§ WORK INSTRUCTIONS
Carry on the passage about mentorship in medicine, picking up after its final sentence.

§ TEXT PASSAGE
The other day, my hospital’s Medical Executive Committee was preparing for a looming visit from the Joint Commission. The nurse director of integrated quality services tossed some sample questions out to the physicians. She encouraged experienced committee members to supplement answers that the new committee members had volunteered. As a seasoned committee member, I found myself doing a lot of supplementing. I could imagine one day soon that the newer members would be the experienced ones supplementing the answers of their less-experienced colleagues.
Though you may not always recognize it, mentor-mentee relationships are active in medicine every day. Studies have shown that there are tangible benefits from such interactions. They enhance the wellbeing of both mentors and mentees. Mentor-mentee relationships should be formally acknowledged and embraced.
Some institutions assign a mentor to each new physician coming on staff. Other times, a senior partner mentors a junior partner, a tenured faculty member mentors a junior faculty member, or a seasoned labor nurse mentors a medical student. I want to encourage all those who are experienced in medicine to share their knowledge in some form.
Assure your younger colleagues that they will develop the gut sense of whether or not a baby will deliver safely vaginally and that their pulse will no longer race when they place an abdominal trocar or pop through a tight internal os. Tell them that they will learn to sense when the bladder is in jeopardy or a postpartum hemorrhage is imminent. Know that the learners will one day be the teachers.

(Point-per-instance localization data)
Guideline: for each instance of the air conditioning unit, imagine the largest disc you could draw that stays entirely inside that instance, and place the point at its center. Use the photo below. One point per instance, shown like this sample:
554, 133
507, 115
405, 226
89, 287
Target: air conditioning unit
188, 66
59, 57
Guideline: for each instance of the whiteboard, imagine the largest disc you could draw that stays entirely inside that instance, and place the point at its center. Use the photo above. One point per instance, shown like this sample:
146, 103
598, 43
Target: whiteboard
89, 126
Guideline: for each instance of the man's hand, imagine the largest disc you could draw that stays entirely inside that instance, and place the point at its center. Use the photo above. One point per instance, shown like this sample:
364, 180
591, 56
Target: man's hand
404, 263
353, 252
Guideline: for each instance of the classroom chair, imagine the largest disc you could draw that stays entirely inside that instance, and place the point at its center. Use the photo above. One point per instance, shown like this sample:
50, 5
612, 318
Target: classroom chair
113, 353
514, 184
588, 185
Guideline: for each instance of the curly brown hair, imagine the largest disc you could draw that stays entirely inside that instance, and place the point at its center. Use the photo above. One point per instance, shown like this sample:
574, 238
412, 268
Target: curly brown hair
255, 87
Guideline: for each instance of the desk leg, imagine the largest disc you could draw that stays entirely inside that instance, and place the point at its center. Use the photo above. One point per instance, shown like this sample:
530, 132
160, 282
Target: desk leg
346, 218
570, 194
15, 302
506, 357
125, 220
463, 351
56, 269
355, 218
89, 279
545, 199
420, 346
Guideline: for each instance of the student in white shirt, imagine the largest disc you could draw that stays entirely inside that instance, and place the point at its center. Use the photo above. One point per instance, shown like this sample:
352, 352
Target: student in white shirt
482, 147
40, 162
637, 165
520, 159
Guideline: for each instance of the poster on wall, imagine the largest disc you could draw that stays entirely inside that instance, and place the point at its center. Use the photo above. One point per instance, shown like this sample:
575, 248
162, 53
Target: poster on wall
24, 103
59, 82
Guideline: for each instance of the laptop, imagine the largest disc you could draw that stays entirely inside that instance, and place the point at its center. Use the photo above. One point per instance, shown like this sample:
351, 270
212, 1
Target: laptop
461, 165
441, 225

§ ANSWER SPACE
Hospitals should regularly match new physicians with senior staff members and work to satisfy the Joint Commission minimum of focused professional practice evaluation. Our next hospital-wide quality improvement project will be to encourage, endorse, or even mandate such partnerships.
I applaud ACOG for acknowledging the importance of mentoring with its Mentor Award. Additionally, attending ACOG meetings gives mentors a chance to share their knowledge and students a chance to learn. The next national ACOG meeting is the Annual Clinical Meeting in New Orleans, May 4–8. The next district meeting is the Annual District Meeting in Maui, HI, September 26–28.
Each of these meetings will be a unique experience. The ACM will be large and encompassing with a wide range of choices for learning. The ADM will be smaller with opportunities for education and mentoring in more personal settings. I’m sure that both meetings will satisfy students and allow mentors to share their knowledge. Make an effort to attend, and your physician wellness will be enhanced.